• TASK BRIEF
Output the data verbatim, with nothing added or dropped.

• MATERIAL FOR THIS EXERCISE
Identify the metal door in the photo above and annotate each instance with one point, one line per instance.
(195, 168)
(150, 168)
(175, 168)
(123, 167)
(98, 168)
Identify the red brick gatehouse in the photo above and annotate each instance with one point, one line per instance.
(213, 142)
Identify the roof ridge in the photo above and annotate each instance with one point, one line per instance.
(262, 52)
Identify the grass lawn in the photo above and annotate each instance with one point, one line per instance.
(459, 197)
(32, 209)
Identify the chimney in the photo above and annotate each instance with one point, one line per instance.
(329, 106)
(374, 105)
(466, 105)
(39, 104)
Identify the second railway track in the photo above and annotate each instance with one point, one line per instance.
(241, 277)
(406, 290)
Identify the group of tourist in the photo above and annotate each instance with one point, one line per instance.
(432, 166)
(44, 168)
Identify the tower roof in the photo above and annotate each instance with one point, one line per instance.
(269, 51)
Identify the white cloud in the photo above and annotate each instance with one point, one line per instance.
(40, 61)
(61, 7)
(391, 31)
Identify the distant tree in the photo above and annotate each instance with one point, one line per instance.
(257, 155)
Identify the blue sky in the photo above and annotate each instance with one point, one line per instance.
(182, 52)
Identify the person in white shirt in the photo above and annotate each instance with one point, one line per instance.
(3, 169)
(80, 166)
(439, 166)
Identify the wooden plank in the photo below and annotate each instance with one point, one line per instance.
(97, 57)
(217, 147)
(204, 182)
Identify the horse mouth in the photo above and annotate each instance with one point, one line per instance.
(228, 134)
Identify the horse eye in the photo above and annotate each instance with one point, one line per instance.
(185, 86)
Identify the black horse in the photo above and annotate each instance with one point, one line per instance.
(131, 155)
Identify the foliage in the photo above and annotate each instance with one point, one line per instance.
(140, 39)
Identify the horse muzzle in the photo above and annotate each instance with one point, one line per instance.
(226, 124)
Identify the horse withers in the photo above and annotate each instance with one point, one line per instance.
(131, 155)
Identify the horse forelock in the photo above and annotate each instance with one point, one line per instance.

• ANSWER BELOW
Identify the metal door in the photo above and annotate each instance with one point, one line per instance.
(195, 168)
(150, 168)
(175, 168)
(123, 167)
(98, 168)
Identify the red brick gatehouse in the photo above and annotate each instance with one point, one line per instance.
(213, 142)
Identify the roof ridge in the photo above and annotate each instance with one point, one line per instance.
(262, 52)
Identify the grass lawn in the photo above and annotate each instance with one point, one line per instance.
(459, 197)
(32, 209)
Identify the chimney in the photo above and annotate each instance with one point, one line per instance.
(329, 106)
(374, 105)
(466, 105)
(39, 104)
Identify the second railway track in the photo above and annotate each instance with one point, one line per instance.
(241, 277)
(406, 290)
Identify the group of tourist in the photo above and annotate each instance with one point, one line per instance.
(432, 166)
(44, 168)
Identify the tower roof in the photo above and annotate each instance with one point, one line per instance.
(269, 51)
Identify the white cloud in the photo above and annotate each instance with one point, one line per instance.
(40, 61)
(61, 7)
(391, 31)
Identify the distant tree in the photo above and annotate each instance with one point, one line per instance.
(257, 155)
Identify the blue sky in the photo above and annotate each instance with one point, one line per instance.
(182, 52)
Identify the person in white shirt in the photo above and annotate each instance with one point, one line per instance.
(3, 169)
(80, 166)
(439, 166)
Identify the wooden plank in the photo below and annotate each instance with one point, one line per instance.
(97, 57)
(217, 147)
(204, 182)
Identify the horse mouth in the photo above and annotate each instance with one point, one line per instance.
(228, 134)
Identify the horse eye in the photo above and annotate each instance with one point, one line per instance.
(185, 86)
Identify the black horse in the photo above and annotate each instance with one point, one line per instance.
(131, 155)
Identify the foliage in the photo above and annotate each instance with one point, one line per instance.
(140, 39)
Identify the horse muzzle in the photo above and annotate each instance with one point, one line per instance.
(226, 124)
Identify the horse withers in the photo above and annotate each instance with one point, one line per instance.
(131, 155)
Identify the horse forelock in the photo above and annotate each instance with one point, one line per instance.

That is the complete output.